Rewrite the listing below with every instance of "Subject" replaced by "Target", leaving everything else unchanged. Omit the pictures from your answer.

> Task material
================
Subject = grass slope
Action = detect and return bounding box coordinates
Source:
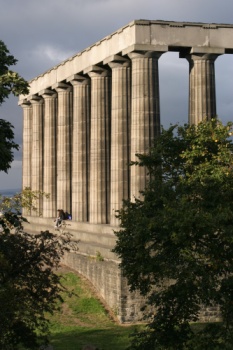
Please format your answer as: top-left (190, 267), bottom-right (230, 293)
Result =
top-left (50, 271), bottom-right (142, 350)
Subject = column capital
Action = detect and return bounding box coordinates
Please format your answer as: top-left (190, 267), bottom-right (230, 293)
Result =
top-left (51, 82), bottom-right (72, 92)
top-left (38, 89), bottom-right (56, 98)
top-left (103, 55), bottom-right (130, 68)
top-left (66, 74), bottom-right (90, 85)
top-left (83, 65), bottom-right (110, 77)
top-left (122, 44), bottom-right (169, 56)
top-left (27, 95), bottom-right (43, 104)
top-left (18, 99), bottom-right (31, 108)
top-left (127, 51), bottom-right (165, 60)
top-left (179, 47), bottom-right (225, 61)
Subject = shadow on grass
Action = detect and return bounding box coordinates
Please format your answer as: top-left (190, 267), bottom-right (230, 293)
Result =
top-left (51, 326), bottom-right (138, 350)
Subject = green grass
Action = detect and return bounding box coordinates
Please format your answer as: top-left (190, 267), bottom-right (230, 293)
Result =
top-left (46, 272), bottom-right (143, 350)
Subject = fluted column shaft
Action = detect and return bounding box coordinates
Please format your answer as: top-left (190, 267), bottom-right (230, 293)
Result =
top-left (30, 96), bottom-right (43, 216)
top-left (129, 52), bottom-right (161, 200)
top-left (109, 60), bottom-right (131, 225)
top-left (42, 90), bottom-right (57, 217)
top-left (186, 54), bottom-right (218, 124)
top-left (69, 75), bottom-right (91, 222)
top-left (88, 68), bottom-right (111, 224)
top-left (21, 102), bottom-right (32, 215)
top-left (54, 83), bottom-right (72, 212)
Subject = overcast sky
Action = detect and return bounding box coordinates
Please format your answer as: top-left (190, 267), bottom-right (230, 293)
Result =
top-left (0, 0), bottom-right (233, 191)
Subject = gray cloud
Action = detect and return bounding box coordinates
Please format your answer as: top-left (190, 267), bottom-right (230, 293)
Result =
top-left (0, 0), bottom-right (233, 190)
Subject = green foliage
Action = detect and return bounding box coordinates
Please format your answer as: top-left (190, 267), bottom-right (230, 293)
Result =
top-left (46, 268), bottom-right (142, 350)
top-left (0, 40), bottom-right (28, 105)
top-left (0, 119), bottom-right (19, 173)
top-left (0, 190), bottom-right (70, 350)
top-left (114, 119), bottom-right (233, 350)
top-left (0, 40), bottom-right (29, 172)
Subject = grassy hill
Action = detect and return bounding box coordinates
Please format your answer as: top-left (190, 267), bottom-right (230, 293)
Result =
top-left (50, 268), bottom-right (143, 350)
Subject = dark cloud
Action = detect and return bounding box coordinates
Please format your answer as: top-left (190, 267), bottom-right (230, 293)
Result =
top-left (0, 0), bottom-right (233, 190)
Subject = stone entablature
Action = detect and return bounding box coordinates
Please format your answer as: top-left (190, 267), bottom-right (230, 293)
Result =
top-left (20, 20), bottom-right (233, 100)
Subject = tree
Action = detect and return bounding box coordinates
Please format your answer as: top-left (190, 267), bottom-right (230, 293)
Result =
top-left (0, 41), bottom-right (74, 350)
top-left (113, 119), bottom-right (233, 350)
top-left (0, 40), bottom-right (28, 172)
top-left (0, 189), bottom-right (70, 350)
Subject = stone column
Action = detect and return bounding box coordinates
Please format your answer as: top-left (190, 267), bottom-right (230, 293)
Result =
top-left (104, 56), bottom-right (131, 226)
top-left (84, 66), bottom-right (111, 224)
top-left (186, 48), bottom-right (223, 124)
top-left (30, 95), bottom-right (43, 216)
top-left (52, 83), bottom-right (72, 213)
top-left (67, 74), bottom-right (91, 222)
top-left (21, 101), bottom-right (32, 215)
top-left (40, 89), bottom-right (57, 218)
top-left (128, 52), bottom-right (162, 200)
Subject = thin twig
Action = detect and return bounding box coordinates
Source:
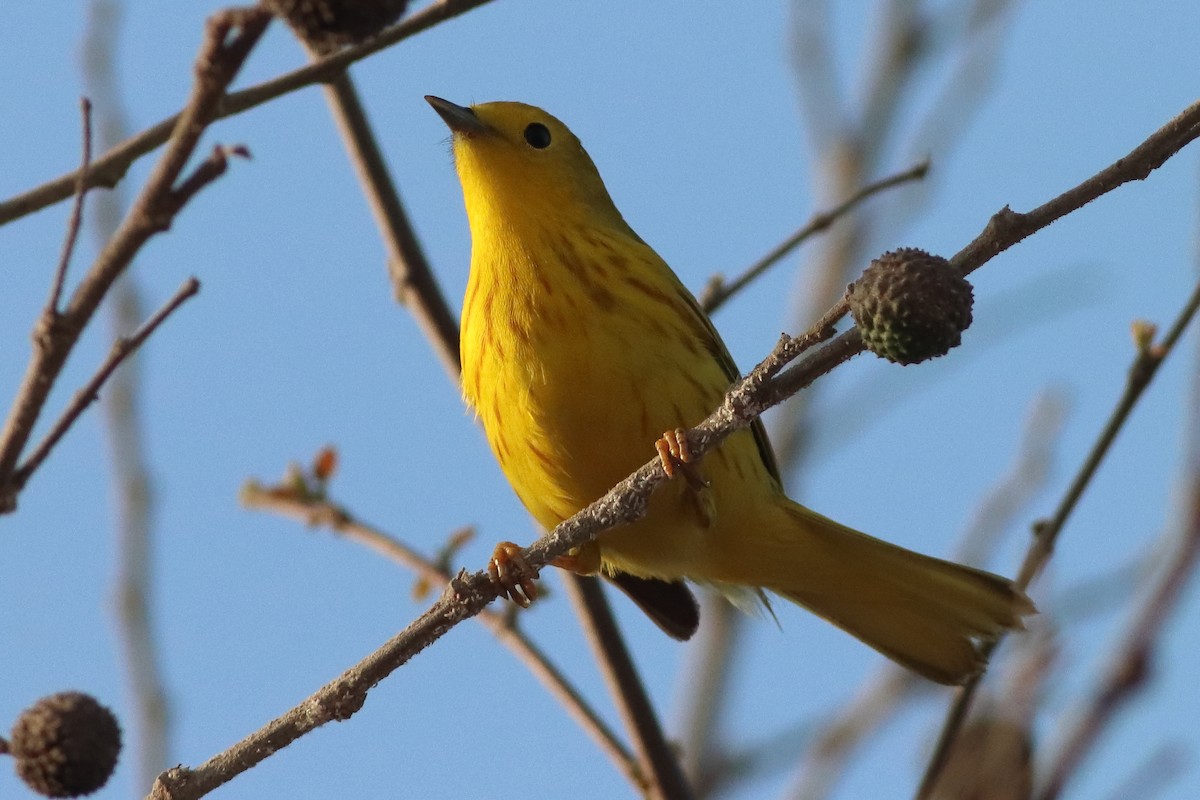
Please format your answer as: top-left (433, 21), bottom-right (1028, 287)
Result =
================
> Task result
Target = grass slope
Action = detect and return bounding box coordinates
Source:
Please format your answer as: top-left (190, 267), bottom-right (230, 293)
Result =
top-left (50, 271), bottom-right (142, 350)
Target = column capital
Action = detect and return bounding box coordinates
Please format your answer as: top-left (190, 267), bottom-right (230, 293)
Result =
top-left (51, 82), bottom-right (72, 92)
top-left (38, 89), bottom-right (56, 98)
top-left (103, 55), bottom-right (130, 68)
top-left (66, 74), bottom-right (90, 85)
top-left (83, 65), bottom-right (110, 77)
top-left (122, 44), bottom-right (169, 56)
top-left (27, 95), bottom-right (43, 104)
top-left (18, 99), bottom-right (31, 108)
top-left (127, 51), bottom-right (165, 60)
top-left (179, 47), bottom-right (225, 61)
Target = shadow on grass
Action = detect and return bounding box coordinates
Please format your answer as: top-left (190, 267), bottom-right (230, 293)
Result =
top-left (51, 326), bottom-right (138, 350)
Target = green grass
Action = detect and return bounding box coordinates
Please format your answer as: top-left (190, 267), bottom-right (230, 293)
Result =
top-left (46, 272), bottom-right (143, 350)
Target = fluted column shaft
Action = detect and return bounding box coordinates
Please format your answer as: top-left (190, 267), bottom-right (230, 293)
Result =
top-left (30, 96), bottom-right (43, 216)
top-left (129, 52), bottom-right (161, 200)
top-left (109, 60), bottom-right (131, 225)
top-left (42, 90), bottom-right (57, 217)
top-left (186, 54), bottom-right (218, 124)
top-left (69, 75), bottom-right (91, 222)
top-left (88, 68), bottom-right (111, 224)
top-left (21, 102), bottom-right (32, 215)
top-left (54, 83), bottom-right (72, 212)
Target = overcast sky
Action = detect and return bounding box coordinates
Please format your answer as: top-left (190, 267), bottom-right (230, 293)
Result =
top-left (0, 0), bottom-right (233, 191)
Target = gray cloud
Action = detect and return bounding box coordinates
Please format your answer as: top-left (190, 267), bottom-right (230, 293)
Result =
top-left (0, 0), bottom-right (233, 190)
Target = green foliage
Action = detect and return bounding box coordinates
Please format your answer as: top-left (190, 267), bottom-right (230, 293)
Result =
top-left (46, 268), bottom-right (142, 350)
top-left (0, 40), bottom-right (28, 105)
top-left (0, 119), bottom-right (19, 173)
top-left (0, 190), bottom-right (70, 350)
top-left (114, 119), bottom-right (233, 350)
top-left (0, 40), bottom-right (29, 172)
Target = grassy hill
Action = detect and return bounding box coordinates
Please format your answer as: top-left (190, 267), bottom-right (230, 293)
Result =
top-left (50, 268), bottom-right (143, 350)
Target = dark cloud
Action = detect and return bounding box coordinates
Please format your answer as: top-left (190, 267), bottom-right (230, 293)
Result =
top-left (0, 0), bottom-right (233, 190)
Target = stone entablature
Action = detect and return bounding box coordinates
Please format your answer as: top-left (190, 267), bottom-right (230, 293)
Result =
top-left (20, 20), bottom-right (233, 100)
Target = tree
Action = detect and return bounding box coordinates
Please format your answer as: top-left (190, 267), bottom-right (230, 293)
Result =
top-left (0, 41), bottom-right (74, 350)
top-left (113, 119), bottom-right (233, 350)
top-left (0, 40), bottom-right (28, 172)
top-left (0, 189), bottom-right (70, 350)
Target = stone column
Action = detect and return bounding box coordinates
Please format your answer as: top-left (190, 267), bottom-right (230, 293)
Result =
top-left (104, 56), bottom-right (131, 226)
top-left (84, 66), bottom-right (111, 224)
top-left (186, 48), bottom-right (223, 124)
top-left (30, 95), bottom-right (43, 216)
top-left (52, 83), bottom-right (72, 213)
top-left (67, 74), bottom-right (91, 222)
top-left (21, 101), bottom-right (32, 215)
top-left (40, 89), bottom-right (57, 218)
top-left (128, 52), bottom-right (162, 200)
Target = thin twig
Action = detect and return bounding box coordinates
Source:
Please format your answer as: top-left (433, 21), bottom-right (1028, 287)
Result =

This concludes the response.